<<<<
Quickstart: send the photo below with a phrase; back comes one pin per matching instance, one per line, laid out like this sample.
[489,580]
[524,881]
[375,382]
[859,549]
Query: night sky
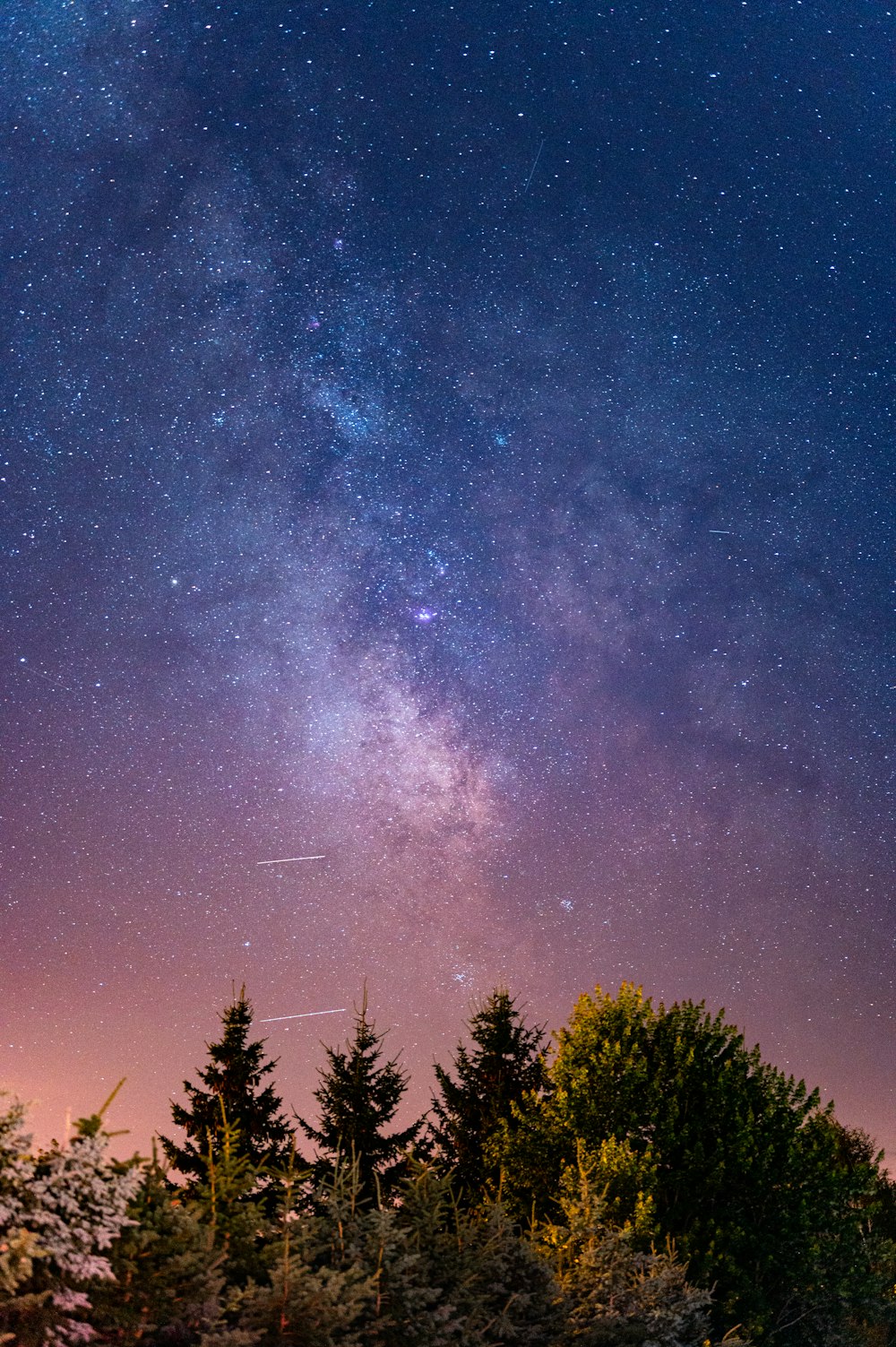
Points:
[451,441]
>>>>
▶ Task
Set down every line of the data above word for word, leaving out the pictures.

▶ Exercise result
Quickstart: send the photo below with a phrase; back comes one pin per matching instance, one per line, laid out like this sample.
[489,580]
[524,881]
[375,382]
[859,549]
Query: night sky
Points:
[451,441]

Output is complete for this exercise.